Задание 1
Перепишите строки набора начиная с той, где есть «of the blonde», и до последней строки включительно. Замените в них «junction survey» на «street survey», остальное оставьте без изменений.

Фрагмент текста
....................
Для культуры Возрождения характерна народность непосредственная и опосредствованная, и поэтому бахтинская «дихотомия» («низ» и «верх») у Рабле, Сервантеса, Шекспира выступает в единстве, вне которого находится та реакционная антикультура эпохи, о которой говорилось выше. Если пользоваться понятиями М. М. Бахтина, то, говоря, например, о «Дон Кихоте», уместно указать на разные уровни выявления одного и того же, хотя и видоизменяющегося феномена — специфической народности Возрождения. Суждения о «низе» и «верхе» не могут быть сведены к упрощенным противопоставлениям: Санчо либо Дон Кихот. В антикультуре, в «Лжекихоте» реакционного памфлетиста Авельянеды и тот и другой герой, и «низ» и «верх» буквально тонут в тривиальности. Одной из форм, в которых Авельянеда изничтожал народное начало в своей книге, было снятие философичности романа Сервантеса, т. е. того, что М. М. Бахтиным было бы зачислено в «верх».

Для понимания народности Возрождения существен методологический урок, содержащийся в том, что Энгельс счел возможным сопоставить изменения в эту эпоху в психологии широких народных масс — укоренение у романских народов перешедшего от арабов жизнерадостного свободомыслия — с подготовкой материализма XVIII в. (см.: Маркс К., Энгельс Ф. Соч. 2-е изд., т. 20, с. 346).

Художники-гуманисты преобразовывали в своем творчестве и непосредственно народное искусство. Таково преобразование обиходных рассказов в стройное здание «Декамерона», так называемых «хроник» и «народных книг» — в роман «Гаргантюа и Пантагрюэль», пьес народных театров и бродячих трупп XVI в. — в театр Шекспира и Лопе; повестей, которыми заслушивались в залах и дворницких, на сельской околице и в постоялых дворах, — в роман Сервантеса — прародитель искусства нового времени; в Германии — кульминация народной сатиры в книгах ученых-гуманистов; преобразование польских народных песен в поэзию Яна Кохановского; а на век позже русских народных песен о горе — в «Повесть о Горе Злосчастии».
....................
Сохранённые записи
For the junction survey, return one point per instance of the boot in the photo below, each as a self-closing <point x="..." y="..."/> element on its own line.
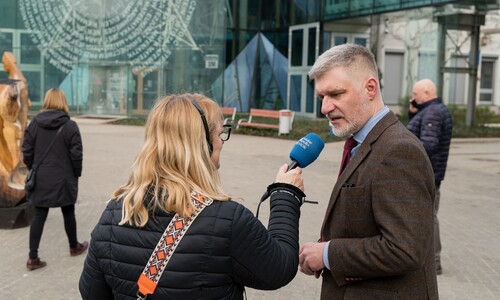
<point x="35" y="263"/>
<point x="79" y="249"/>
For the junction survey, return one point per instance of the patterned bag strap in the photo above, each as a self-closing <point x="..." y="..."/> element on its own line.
<point x="166" y="246"/>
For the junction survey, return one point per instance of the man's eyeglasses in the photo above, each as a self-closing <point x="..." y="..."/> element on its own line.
<point x="225" y="133"/>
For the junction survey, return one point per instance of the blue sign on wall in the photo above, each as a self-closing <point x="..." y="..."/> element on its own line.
<point x="342" y="9"/>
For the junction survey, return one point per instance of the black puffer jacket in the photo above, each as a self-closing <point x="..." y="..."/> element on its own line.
<point x="57" y="176"/>
<point x="433" y="125"/>
<point x="225" y="249"/>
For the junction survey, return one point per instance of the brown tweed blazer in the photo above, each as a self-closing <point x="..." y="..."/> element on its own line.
<point x="380" y="222"/>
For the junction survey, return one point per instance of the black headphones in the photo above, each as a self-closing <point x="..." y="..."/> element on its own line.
<point x="205" y="125"/>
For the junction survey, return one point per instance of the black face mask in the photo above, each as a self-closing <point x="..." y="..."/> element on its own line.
<point x="415" y="104"/>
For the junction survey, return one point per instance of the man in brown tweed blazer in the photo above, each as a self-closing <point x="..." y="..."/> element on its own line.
<point x="377" y="234"/>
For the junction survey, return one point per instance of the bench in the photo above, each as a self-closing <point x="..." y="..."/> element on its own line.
<point x="267" y="113"/>
<point x="228" y="111"/>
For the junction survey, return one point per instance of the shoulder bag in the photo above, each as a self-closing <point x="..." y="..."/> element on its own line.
<point x="150" y="276"/>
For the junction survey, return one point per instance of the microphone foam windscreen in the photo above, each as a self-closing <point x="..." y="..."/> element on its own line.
<point x="307" y="149"/>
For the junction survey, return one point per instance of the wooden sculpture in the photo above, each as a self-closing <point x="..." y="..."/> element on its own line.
<point x="14" y="105"/>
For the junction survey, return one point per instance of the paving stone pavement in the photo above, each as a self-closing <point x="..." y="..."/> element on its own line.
<point x="469" y="212"/>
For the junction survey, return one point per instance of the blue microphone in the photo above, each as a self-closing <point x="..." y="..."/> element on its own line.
<point x="303" y="153"/>
<point x="306" y="150"/>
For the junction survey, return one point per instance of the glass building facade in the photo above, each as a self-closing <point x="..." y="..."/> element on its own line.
<point x="115" y="56"/>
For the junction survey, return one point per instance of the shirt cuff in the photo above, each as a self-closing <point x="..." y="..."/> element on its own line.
<point x="325" y="255"/>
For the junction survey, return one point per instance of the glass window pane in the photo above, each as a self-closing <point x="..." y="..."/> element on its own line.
<point x="340" y="40"/>
<point x="5" y="42"/>
<point x="295" y="92"/>
<point x="310" y="94"/>
<point x="487" y="74"/>
<point x="311" y="47"/>
<point x="485" y="97"/>
<point x="29" y="52"/>
<point x="297" y="42"/>
<point x="360" y="41"/>
<point x="34" y="85"/>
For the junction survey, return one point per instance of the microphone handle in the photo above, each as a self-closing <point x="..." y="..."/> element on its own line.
<point x="292" y="165"/>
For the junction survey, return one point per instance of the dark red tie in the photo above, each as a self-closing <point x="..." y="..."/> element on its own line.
<point x="350" y="143"/>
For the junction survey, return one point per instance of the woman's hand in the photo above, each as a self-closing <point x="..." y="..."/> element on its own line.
<point x="292" y="177"/>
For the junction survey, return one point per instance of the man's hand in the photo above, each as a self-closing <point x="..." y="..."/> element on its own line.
<point x="311" y="259"/>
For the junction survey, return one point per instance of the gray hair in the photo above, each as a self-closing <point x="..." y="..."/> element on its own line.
<point x="350" y="56"/>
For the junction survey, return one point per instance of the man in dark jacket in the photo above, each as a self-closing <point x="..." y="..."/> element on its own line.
<point x="58" y="166"/>
<point x="431" y="122"/>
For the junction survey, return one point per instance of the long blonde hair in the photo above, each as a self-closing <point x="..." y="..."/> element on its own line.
<point x="174" y="160"/>
<point x="55" y="99"/>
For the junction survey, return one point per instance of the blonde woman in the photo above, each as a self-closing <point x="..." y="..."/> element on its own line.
<point x="57" y="175"/>
<point x="225" y="249"/>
....................
Задание 2
Повторите слово в слово часть фрагмента о народности Возрождения, которая начинается словами «Для понимания народности» и заканчивается словами «20, с. 346).».

Ответ 1
For the street survey, return one point per instance of the blonde woman in the photo above, each as a self-closing <point x="..." y="..."/> element on its own line.
<point x="57" y="175"/>
<point x="225" y="249"/>

Ответ 2
Для понимания народности Возрождения существен методологический урок, содержащийся в том, что Энгельс счел возможным сопоставить изменения в эту эпоху в психологии широких народных масс — укоренение у романских народов перешедшего от арабов жизнерадостного свободомыслия — с подготовкой материализма XVIII в. (см.: Маркс К., Энгельс Ф. Соч. 2-е изд., т. 20, с. 346).